_ТЕКСТ ДЛЯ ЧТЕНИЯ_.
______________________________

Но жизнь в таких условиях не разрушила глубокую и страстную натуру, а только развила в Елене вольный артистизм, остроту в общении, придала внешний блеск ее манерам и разговору.

Среди многих своих поклонников, которые с разных точек зрения были гораздо предпочтительнее немолодого отца семейства Тютчева, она все же избрала его.

Первое объяснение произошло 15 июля 1850 года. Ровно через пятнадцать лет Тютчев напишет об этом «блаженно-роковом дне»:

Как душу всю свою она вдохнула,
Как всю себя перелила в меня.

4 августа поэт вместе с Еленой и старшей своей дочерью Анной (еще не знавшей тогда о любви подруги к отцу) отправился в шестидневное путешествие на пароходе по Неве и Ладожскому озеру до острова Валаам, славного своими древними святынями.

«Наше ночное плавание по Ладожскому озеру было чудесно… — писала тогда же Анна своей тетке Дарье — В понедельник утром (7 августа) мы прибыли на Коневец; я гуляла с папой в лесу при восходе солнца, затем мы побывали на Конь-камне… Это огромная глыба скалы, находящаяся в пропасти, где язычники когда-то приносили жертвы. Теперь там строят часовню. В пять часов я была на ранней обедне в монастыре… Монахи нас приняли с большим гостеприимством. Нам предоставили две кельи, весьма опрятные. Мы поели, как схимники, ухи, и так как чувствовали себя смертельно усталыми, легли спать. На следующий день, во вторник (8 августа), прослушали обедню и гуляли по острову, очень живописному. Мы познакомились с настоятелем монастыря, очень праведным человеком… Мы, Лёлинька [76] и я, ходили смотреть на юродивого. Вечером того же дня возвратились на Коневец и простояли там всю ночь. Это была еще одна чудесная ночь…»

______________________________

_ВЫПОЛНИТЕ ЗАДАНИЯ_.
1: Определите, соответствуют ли тексту о Тютчеве утверждения (a), (b) и (c). Ответьте «да» или «нет» на каждое и процитируйте решающие слова текста дословно. (a) Первое объяснение произошло 15 июля 1850 года. (b) В начале путешествия Анна уже знала о любви подруги к отцу. (c) Путешествие на пароходе длилось шесть дней.
2: Что, согласно письму Анны в тексте о Тютчеве, строят теперь на Конь-камне?
3: Продолжите текст о Тютчеве, начав сразу после его последнего предложения.

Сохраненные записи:
______________________________

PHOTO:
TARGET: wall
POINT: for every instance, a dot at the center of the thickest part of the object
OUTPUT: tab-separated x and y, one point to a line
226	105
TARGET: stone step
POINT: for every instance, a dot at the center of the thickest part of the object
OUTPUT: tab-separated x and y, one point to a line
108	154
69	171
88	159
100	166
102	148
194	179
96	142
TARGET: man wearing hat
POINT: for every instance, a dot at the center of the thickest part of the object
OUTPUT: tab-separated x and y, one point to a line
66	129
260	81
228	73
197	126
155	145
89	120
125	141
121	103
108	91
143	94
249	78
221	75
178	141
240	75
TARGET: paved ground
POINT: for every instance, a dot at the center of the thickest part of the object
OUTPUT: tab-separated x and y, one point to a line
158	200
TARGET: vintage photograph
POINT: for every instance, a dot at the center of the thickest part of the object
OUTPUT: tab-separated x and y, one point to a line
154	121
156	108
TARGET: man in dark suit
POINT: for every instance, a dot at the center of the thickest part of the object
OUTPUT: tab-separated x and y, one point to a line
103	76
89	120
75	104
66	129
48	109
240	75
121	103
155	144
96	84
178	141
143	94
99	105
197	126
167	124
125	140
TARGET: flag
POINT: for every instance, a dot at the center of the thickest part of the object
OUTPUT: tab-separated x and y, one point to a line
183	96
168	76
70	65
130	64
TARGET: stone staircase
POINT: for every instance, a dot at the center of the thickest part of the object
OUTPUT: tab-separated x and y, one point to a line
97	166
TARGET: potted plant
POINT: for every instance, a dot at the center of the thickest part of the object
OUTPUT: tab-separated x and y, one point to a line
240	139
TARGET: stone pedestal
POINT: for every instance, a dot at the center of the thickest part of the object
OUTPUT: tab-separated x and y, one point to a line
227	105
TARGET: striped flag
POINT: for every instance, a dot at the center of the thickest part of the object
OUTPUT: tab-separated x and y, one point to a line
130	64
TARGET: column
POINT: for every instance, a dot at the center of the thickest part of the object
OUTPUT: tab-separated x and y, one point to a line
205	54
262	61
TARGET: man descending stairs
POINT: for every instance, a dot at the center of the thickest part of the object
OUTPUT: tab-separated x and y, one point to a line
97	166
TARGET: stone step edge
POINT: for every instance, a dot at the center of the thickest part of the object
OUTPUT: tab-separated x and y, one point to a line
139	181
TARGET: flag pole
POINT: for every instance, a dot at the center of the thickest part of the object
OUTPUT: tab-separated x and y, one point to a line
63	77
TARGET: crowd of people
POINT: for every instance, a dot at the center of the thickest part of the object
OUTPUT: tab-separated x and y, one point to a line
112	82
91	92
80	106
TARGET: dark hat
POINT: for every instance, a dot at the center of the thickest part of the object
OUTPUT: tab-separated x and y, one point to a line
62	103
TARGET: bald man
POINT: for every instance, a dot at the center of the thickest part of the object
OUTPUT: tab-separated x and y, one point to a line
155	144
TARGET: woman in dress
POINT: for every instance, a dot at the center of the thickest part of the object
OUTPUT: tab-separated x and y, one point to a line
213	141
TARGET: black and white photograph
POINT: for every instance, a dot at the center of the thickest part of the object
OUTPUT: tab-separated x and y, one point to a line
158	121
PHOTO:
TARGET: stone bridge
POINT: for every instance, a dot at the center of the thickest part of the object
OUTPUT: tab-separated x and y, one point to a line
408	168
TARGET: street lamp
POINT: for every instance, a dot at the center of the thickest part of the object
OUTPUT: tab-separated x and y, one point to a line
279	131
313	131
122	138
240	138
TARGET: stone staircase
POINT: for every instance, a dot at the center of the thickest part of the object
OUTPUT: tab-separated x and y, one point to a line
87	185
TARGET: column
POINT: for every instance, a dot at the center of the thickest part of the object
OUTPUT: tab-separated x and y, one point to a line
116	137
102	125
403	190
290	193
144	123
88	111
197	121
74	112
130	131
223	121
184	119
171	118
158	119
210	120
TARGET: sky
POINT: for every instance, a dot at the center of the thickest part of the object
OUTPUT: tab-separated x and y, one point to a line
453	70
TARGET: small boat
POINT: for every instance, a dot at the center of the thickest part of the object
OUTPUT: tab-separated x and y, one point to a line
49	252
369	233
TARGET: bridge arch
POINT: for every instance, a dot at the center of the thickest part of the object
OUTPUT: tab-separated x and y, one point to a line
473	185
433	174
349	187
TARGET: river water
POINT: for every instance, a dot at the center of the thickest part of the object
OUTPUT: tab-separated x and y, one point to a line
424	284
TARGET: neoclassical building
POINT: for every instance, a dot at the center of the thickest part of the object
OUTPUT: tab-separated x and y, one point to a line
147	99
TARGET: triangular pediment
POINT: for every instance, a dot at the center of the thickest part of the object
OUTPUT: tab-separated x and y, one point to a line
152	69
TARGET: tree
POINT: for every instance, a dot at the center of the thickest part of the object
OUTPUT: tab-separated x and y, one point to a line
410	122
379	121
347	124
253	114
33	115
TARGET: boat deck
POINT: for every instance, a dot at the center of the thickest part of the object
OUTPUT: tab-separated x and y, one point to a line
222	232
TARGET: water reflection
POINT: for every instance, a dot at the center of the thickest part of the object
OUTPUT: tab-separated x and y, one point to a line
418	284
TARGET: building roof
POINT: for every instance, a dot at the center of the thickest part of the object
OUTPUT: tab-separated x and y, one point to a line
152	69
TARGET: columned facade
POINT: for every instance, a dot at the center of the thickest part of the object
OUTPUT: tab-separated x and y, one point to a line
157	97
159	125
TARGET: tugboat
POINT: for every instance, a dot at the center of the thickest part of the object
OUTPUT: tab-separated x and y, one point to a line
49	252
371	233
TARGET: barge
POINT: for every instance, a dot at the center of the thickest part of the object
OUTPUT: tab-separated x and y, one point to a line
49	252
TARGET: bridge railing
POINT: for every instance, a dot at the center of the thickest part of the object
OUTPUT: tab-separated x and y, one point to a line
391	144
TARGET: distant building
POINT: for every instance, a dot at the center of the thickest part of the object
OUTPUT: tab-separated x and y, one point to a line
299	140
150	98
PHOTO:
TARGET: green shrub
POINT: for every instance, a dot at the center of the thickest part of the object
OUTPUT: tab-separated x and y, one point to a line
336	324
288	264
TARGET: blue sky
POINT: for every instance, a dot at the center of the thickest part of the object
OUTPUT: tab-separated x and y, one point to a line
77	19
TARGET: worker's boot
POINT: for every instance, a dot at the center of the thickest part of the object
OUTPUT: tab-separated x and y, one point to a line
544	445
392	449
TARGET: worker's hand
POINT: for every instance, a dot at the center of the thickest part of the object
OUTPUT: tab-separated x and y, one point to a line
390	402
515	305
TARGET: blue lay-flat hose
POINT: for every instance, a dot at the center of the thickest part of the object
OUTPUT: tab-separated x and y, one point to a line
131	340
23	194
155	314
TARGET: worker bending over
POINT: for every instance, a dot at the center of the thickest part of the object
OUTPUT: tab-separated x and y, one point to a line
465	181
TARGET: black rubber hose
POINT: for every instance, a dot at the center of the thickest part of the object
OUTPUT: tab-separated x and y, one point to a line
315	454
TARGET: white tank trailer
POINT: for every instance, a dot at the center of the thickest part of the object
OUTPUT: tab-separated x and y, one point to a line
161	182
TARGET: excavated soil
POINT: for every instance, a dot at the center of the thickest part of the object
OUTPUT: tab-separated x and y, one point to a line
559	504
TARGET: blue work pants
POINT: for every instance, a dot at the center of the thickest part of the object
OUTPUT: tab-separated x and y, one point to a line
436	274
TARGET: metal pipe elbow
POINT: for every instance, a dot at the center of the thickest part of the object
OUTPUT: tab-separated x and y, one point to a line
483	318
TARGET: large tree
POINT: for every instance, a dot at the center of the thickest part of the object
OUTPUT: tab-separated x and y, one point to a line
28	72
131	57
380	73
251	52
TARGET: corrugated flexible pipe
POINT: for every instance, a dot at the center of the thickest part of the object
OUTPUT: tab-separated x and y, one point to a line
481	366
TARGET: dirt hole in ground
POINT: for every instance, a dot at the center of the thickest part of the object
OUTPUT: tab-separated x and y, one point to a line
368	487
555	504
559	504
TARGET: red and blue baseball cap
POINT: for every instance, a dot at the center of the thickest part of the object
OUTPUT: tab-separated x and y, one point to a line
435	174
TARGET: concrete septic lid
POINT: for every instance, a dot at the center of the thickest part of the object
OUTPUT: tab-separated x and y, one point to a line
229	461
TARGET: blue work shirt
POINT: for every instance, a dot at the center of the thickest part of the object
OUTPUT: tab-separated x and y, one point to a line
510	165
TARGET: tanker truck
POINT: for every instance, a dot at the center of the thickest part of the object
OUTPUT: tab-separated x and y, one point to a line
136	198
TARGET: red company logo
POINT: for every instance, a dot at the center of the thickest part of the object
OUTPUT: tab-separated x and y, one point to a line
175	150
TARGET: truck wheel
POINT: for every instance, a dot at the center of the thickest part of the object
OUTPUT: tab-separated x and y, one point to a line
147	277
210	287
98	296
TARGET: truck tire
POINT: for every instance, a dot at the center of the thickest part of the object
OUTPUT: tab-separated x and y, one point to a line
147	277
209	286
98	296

______________________________

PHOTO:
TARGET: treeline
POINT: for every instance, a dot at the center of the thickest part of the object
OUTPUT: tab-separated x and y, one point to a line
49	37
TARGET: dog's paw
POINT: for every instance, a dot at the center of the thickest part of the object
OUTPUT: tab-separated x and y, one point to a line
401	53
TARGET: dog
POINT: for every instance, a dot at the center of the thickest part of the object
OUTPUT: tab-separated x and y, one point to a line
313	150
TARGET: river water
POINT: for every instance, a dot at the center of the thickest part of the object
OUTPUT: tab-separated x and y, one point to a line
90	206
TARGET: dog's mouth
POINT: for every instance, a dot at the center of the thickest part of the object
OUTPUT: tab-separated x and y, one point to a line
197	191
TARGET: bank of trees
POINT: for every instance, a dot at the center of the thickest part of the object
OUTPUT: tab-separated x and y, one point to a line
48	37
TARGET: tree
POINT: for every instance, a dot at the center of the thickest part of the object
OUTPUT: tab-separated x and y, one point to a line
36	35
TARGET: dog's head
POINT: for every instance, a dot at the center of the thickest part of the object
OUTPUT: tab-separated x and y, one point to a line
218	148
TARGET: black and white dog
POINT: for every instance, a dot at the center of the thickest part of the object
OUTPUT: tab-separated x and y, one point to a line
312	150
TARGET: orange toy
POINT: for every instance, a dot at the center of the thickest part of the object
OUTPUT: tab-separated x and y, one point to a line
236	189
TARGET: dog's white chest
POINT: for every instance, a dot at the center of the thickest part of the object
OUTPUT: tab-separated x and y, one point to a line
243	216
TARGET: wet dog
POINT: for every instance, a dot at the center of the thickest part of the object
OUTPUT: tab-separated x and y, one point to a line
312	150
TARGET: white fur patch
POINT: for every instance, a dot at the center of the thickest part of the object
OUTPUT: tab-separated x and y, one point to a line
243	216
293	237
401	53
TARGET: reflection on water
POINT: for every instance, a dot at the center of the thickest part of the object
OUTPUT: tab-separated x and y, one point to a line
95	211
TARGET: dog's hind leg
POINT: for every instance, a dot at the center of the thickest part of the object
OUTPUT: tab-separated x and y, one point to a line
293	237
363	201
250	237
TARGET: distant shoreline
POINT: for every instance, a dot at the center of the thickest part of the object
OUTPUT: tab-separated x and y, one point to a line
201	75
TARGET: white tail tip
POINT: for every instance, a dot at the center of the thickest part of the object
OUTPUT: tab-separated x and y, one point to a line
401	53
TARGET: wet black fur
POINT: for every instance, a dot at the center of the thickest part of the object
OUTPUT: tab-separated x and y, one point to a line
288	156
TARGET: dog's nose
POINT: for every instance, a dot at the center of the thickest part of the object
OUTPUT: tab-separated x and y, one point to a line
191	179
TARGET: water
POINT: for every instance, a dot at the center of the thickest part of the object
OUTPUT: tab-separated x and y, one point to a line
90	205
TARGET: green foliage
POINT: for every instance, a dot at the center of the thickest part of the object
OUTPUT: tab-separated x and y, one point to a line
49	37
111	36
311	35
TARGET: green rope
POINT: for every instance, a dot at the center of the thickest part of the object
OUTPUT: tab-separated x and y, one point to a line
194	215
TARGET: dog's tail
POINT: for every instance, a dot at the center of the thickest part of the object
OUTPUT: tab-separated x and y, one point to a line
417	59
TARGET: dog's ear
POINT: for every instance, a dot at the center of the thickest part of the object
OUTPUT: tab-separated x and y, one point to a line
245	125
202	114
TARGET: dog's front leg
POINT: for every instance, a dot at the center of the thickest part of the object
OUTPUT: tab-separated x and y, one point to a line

______________________________

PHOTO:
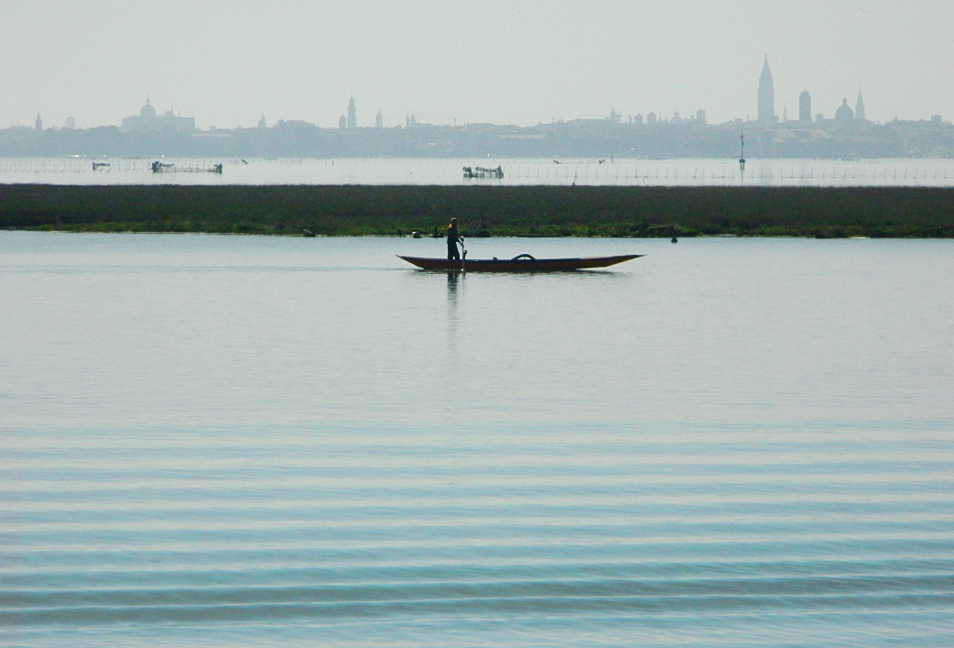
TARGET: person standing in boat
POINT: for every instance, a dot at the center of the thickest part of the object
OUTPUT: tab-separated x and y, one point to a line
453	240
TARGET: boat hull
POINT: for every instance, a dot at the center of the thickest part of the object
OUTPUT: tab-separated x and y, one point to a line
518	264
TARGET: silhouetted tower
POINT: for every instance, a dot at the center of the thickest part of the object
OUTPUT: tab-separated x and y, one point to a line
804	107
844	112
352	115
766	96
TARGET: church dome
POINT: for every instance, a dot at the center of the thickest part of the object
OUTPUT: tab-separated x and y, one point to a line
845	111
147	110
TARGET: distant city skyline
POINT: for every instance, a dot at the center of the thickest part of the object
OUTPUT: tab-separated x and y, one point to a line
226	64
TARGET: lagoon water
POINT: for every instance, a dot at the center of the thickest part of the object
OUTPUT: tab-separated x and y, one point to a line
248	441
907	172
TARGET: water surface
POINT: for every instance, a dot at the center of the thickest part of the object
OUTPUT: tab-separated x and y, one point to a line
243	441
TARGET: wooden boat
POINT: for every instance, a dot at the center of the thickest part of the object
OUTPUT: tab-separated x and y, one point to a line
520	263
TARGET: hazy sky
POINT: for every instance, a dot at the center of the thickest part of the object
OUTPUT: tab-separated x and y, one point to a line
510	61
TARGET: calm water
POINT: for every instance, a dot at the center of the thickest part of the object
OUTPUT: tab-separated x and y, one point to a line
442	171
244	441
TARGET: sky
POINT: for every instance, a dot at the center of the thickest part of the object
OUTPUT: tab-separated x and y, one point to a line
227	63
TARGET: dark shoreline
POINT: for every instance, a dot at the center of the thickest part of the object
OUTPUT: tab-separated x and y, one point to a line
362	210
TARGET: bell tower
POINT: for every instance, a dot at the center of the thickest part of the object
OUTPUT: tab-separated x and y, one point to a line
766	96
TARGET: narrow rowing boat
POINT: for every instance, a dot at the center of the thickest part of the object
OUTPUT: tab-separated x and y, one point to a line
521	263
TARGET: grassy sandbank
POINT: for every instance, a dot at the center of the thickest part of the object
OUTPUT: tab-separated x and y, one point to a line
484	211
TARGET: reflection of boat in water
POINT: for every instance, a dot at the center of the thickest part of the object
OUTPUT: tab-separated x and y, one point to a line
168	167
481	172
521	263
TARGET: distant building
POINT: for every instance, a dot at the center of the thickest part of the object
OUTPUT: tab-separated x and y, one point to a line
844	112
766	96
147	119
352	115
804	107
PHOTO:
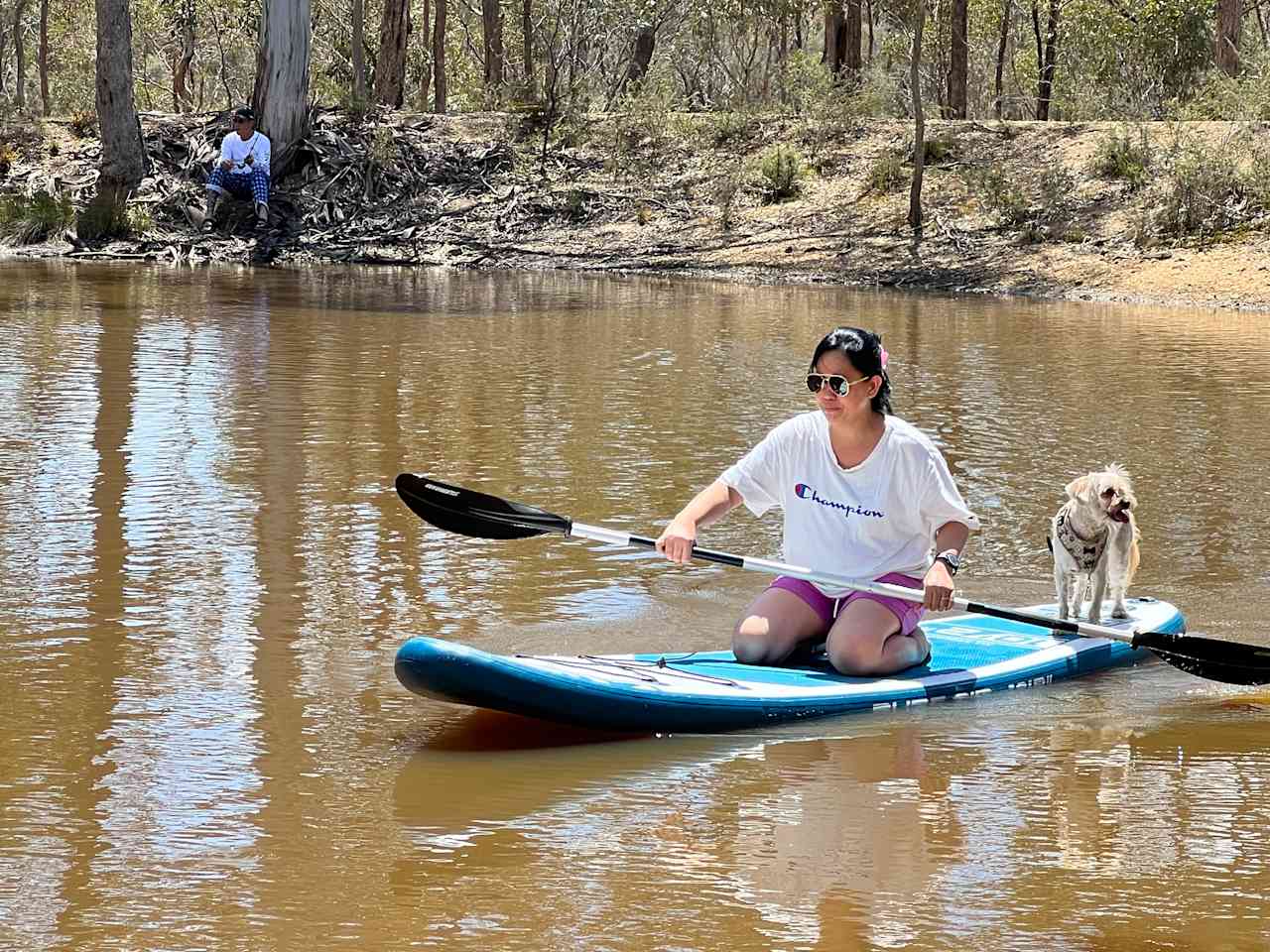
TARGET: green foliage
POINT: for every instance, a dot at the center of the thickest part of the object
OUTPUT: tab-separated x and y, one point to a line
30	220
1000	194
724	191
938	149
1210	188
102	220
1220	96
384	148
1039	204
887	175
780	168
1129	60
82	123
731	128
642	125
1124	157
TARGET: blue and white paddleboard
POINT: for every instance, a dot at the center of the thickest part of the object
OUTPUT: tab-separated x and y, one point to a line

______________________________

_ОТВЕТЫ ПО ПОРЯДКУ_.
1: (a) Да: «Первое объяснение произошло 15 июля 1850 года». (b) Нет: «еще не знавшей тогда о любви подруги к отцу». (c) Да: «отправился в шестидневное путешествие на пароходе».

2: Часовню.

3:
По возвращении в Петербург Тютчев записал стихотворение, могущее считаться одним из первых среди тех трех десятков, которые он посвятил своей последней любви. В стихотворении, как и в рассказе Анны, ничего не сказано об этой любви, но все же оно кажется проникнутым ею:

Под дыханьем непогоды,
Вздувшись, потемнели воды
И подернулись свинцом —
И сквозь глянец их суровый
Вечер пасмурно-багровый
Светит радужным лучом.
Сыплет искры золотые,
Сеет розы огневые
И уносит их поток…
Над волной темно-лазурной
Вечер пламенный и бурный
Обрывает свой венок…

Рождение любви поэта к Елене Денисьевой, очевидно, также имело глубокую внутреннюю связь с его возвращением на родину. Но любовь эта раскрылась во всей своей роковой силе позднее.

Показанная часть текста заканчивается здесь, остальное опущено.